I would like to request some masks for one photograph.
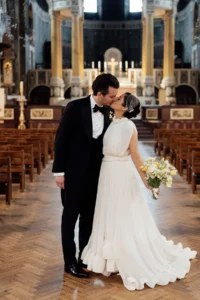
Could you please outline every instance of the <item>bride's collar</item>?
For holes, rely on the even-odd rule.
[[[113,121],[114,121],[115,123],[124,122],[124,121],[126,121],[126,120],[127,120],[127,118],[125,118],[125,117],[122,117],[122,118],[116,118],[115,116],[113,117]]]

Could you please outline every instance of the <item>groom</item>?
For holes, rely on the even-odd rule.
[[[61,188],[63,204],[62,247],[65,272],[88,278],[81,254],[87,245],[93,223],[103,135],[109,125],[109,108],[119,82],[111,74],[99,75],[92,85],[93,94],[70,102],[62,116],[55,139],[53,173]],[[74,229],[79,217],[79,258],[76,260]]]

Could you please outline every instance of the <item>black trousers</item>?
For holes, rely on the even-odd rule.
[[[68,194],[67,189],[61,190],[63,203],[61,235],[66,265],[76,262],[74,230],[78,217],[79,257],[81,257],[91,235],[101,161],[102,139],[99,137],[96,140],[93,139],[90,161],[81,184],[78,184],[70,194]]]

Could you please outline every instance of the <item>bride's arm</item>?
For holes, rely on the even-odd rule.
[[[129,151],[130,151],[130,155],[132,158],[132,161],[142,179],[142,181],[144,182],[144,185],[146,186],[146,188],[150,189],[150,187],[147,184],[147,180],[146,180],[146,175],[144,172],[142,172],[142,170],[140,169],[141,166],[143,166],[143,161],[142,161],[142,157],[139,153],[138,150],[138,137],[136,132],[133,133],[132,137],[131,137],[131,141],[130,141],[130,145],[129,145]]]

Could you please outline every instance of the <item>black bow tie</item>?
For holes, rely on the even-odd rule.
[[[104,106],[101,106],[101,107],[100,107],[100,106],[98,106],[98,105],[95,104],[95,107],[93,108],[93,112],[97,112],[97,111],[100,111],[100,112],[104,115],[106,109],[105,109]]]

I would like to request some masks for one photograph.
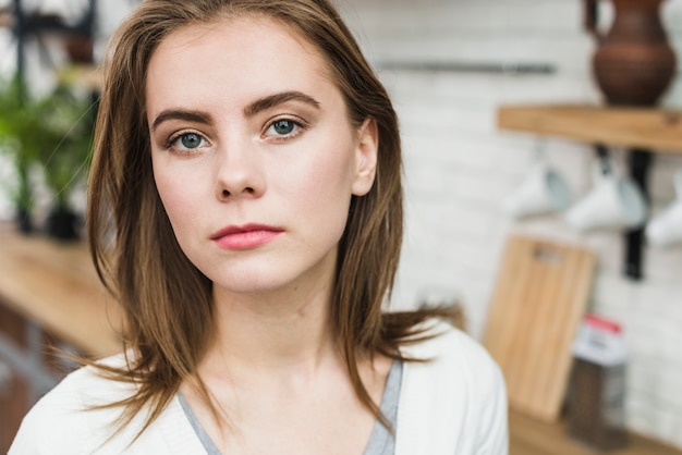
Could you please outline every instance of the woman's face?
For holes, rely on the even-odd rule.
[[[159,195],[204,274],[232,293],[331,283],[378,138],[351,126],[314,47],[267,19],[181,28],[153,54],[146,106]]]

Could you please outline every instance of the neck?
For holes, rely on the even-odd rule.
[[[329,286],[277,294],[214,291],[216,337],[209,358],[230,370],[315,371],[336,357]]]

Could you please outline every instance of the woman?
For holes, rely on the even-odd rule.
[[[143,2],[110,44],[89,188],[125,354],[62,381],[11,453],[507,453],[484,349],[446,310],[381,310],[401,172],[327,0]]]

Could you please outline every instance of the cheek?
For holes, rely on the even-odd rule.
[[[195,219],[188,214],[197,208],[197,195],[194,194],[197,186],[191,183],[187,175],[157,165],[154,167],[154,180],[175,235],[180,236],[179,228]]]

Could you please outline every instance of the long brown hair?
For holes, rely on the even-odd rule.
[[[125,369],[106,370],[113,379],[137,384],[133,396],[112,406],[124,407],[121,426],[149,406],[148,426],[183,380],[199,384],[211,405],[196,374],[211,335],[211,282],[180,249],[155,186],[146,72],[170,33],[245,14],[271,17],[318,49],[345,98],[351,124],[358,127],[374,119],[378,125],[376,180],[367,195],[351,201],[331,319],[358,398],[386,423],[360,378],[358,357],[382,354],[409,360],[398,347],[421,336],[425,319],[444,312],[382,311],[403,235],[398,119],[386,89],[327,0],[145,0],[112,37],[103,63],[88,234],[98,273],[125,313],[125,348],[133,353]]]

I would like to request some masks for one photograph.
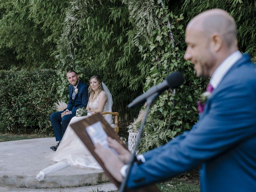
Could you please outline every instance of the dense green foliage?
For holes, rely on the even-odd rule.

◆ Written task ◆
Render each line of the listing above as a Markdown table with the columns Row and Text, numbering the rows and omitting blank lines. Leave the pictures out of the answer.

◆ The output ◆
| Row | Text |
|---|---|
| 1 | I would like to request some masks for one photograph. |
| 2 | Could you please outline every instance of the <item>bride's collar</item>? |
| 3 | For holes, rely on the even-odd rule. |
| 4 | [[[113,121],[114,121],[115,123],[124,122],[124,121],[126,121],[126,120],[127,120],[127,118],[125,118],[125,117],[122,117],[122,118],[116,118],[115,116],[113,117]]] |
| 5 | Could you please outline every instance of the <item>groom</item>? |
| 6 | For holes, rely on the even-odd rule. |
| 7 | [[[61,188],[63,204],[62,247],[65,272],[88,278],[81,254],[87,245],[93,223],[103,135],[109,125],[109,108],[119,82],[111,74],[99,75],[92,85],[93,94],[70,102],[62,116],[55,139],[53,173]],[[74,229],[79,217],[79,258],[76,260]]] |
| 8 | Could you please outline every instance of the <item>black trousers</item>? |
| 9 | For holes, rely on the even-odd rule. |
| 10 | [[[68,194],[67,189],[61,190],[63,203],[61,235],[66,265],[76,262],[74,230],[78,217],[79,257],[81,257],[91,235],[101,161],[102,139],[99,137],[96,140],[93,139],[90,161],[81,184],[78,184],[70,194]]] |
| 11 | Could you please outline every instance of the <item>bride's arm</item>? |
| 12 | For holes, rely on the even-odd rule. |
| 13 | [[[129,151],[130,151],[130,155],[132,158],[132,161],[142,179],[142,181],[144,182],[144,185],[146,186],[146,188],[150,189],[150,187],[147,184],[147,180],[146,180],[146,175],[144,172],[142,172],[142,170],[140,169],[141,166],[143,166],[143,161],[142,161],[142,157],[139,153],[138,150],[138,137],[136,132],[133,133],[132,137],[131,137],[131,141],[130,141],[130,145],[129,145]]] |
| 14 | Could you please outline every instance of the <item>black bow tie</item>? |
| 15 | For holes, rely on the even-odd rule. |
| 16 | [[[104,106],[101,106],[101,107],[100,107],[100,106],[98,106],[98,105],[95,104],[95,107],[93,108],[93,112],[97,112],[97,111],[100,111],[100,112],[104,115],[106,109],[105,109]]] |
| 17 | I would like to request some masks for one photograph. |
| 18 | Could you please outline every instance of the woman's face? |
| 19 | For holes, rely on the even-odd rule. |
| 20 | [[[159,195],[204,274],[232,293],[331,283],[378,138],[351,126],[314,47],[267,19],[181,28],[153,54],[146,106]]] |
| 21 | Could you please outline every instance of the neck? |
| 22 | For holes, rely on the even-odd rule. |
| 23 | [[[329,286],[277,294],[214,291],[216,337],[209,358],[230,370],[315,371],[336,357]]] |
| 24 | Could you please outline every instance of the woman? |
| 25 | For holes, rely on the even-odd rule. |
| 26 | [[[143,2],[110,44],[89,188],[125,354],[62,381],[11,453],[507,453],[484,349],[446,310],[381,310],[401,172],[327,0]]] |
| 27 | Could you please outline every instance of the cheek? |
| 28 | For holes, rely on the even-odd rule. |
| 29 | [[[195,219],[188,214],[197,208],[197,195],[194,194],[197,186],[191,183],[187,175],[157,165],[154,167],[154,180],[175,235],[180,236],[179,228]]] |
| 30 | Could you please outline every instance of the long brown hair? |
| 31 | For holes, rely on the even-odd rule. |
| 32 | [[[125,369],[106,370],[113,379],[137,384],[133,396],[112,406],[124,407],[121,426],[149,406],[148,426],[183,380],[199,384],[211,405],[196,374],[211,335],[211,282],[180,249],[155,186],[146,72],[170,33],[245,14],[271,17],[318,49],[345,98],[351,124],[358,127],[374,119],[378,125],[376,180],[367,195],[351,201],[331,319],[358,398],[386,423],[360,378],[358,357],[382,354],[409,360],[398,347],[421,336],[425,319],[444,312],[382,311],[403,235],[398,119],[386,89],[327,0],[145,0],[112,37],[103,63],[88,234],[98,273],[125,313],[125,348],[133,353]]] |
| 33 | I would like to request some masks for one photograph. |
| 34 | Could you please outline every instance of the dense green foliage? |
| 35 | For holes, rely on the even-odd rule. |